Continue the passage describing the female participants in the voice study, starting after its last sentence.

Segment Start: Given passage

The study included 30 female participants within the age range of 20–40 years (with a mean age of 32.4 ± 2.4 years). All the participants were formally evaluated by an experienced Speech Language Pathologist, a qualified otolaryngologist, and a gynecologist. A part of the voice evaluation template, developed by the American Speech and Hearing Association, that included the demographic details, informal assessments of vocal hygiene, vocal activities, and environmental issues was administered to all the participants. None of the participants reported any hormone-related problems, presence, or history of any voice problems and had a regular menstrual cycle at least from the past 5 years. All the participants were native Kannada language speakers and had normal hearing sensitivity.^[32] Convenience sampling was used to select the participants for the study. Informed consent was obtained from all the participants.

Segment End: Given passage
Segment Start: Extracted records

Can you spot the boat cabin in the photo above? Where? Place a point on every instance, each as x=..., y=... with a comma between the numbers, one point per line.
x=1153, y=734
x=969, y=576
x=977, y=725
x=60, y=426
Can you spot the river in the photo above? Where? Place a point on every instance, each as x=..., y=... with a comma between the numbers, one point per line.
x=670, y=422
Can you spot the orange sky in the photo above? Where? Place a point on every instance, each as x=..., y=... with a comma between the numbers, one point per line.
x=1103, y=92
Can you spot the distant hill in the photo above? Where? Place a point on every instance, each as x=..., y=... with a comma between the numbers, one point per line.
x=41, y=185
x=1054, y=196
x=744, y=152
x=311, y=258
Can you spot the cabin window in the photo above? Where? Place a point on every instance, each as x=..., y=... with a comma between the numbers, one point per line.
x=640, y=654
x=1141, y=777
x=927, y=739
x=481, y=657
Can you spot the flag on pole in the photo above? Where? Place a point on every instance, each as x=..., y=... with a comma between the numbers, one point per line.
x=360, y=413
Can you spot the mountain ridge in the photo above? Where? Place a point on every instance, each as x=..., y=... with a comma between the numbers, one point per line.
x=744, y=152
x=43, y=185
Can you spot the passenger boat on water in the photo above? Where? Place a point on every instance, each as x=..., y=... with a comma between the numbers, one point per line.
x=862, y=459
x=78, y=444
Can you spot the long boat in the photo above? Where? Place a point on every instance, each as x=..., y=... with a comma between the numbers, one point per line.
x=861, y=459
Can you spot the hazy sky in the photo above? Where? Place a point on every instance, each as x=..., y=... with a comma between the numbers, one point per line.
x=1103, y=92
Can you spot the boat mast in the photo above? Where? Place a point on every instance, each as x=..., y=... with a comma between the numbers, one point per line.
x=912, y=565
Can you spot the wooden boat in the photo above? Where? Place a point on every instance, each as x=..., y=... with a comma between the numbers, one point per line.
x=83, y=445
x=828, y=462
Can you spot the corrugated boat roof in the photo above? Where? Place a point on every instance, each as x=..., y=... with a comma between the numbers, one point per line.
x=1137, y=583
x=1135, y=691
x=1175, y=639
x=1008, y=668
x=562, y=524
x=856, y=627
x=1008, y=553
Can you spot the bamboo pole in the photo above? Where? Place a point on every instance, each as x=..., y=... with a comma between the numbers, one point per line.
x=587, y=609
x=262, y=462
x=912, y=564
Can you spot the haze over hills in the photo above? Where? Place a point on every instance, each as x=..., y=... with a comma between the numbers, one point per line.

Segment End: Extracted records

### [Task output]
Procedure

Data collection

A sustained phonation task was used to collect the data from participants. Phonation samples were recorded during four phases of the menstrual cycle from each participant. The first recording was carried out on the second or 3^rd day of menstruation (Menstrual phase – Phase 1). The second recording was carried out on the 8^th or 9^th day of menstruation (Follicular phase – Phase 2). The third recording was carried out on the 14^th or 15^th day of menstruation (Ovulation phase – Phase 3), and the last recording was carried out on the 24 or 25 day of the menstrual cycle (Luteal phase– Phase 4). Voice samples of all the participants were recorded in a soundproof room. The participants were seated comfortably in a chair in front of a computer screen. Participants were instructed by the investigator to take a deep breath and phonate the vowel/a/on exhalation at their comfortable pitch and loudness. Three trials of phonation were recorded. Voice samples were recorded using a Sony IC Digital Recorder (ICD-P320) that was kept at a constant distance of 15 cm and at an angle of 45° from the mouth of the participant. The digital recorder was attached to a personal computer (HP Pavilion G4, intel I5 processor, 64 bit) installed with Praat software (version 5.3.23).^[33] Voice recordings were sampled at the rate of 44,100 Hz and digitized at 16 bits/sample quantization. For each participant, the most stable of the three recordings of vowel phonation was used for the analysis.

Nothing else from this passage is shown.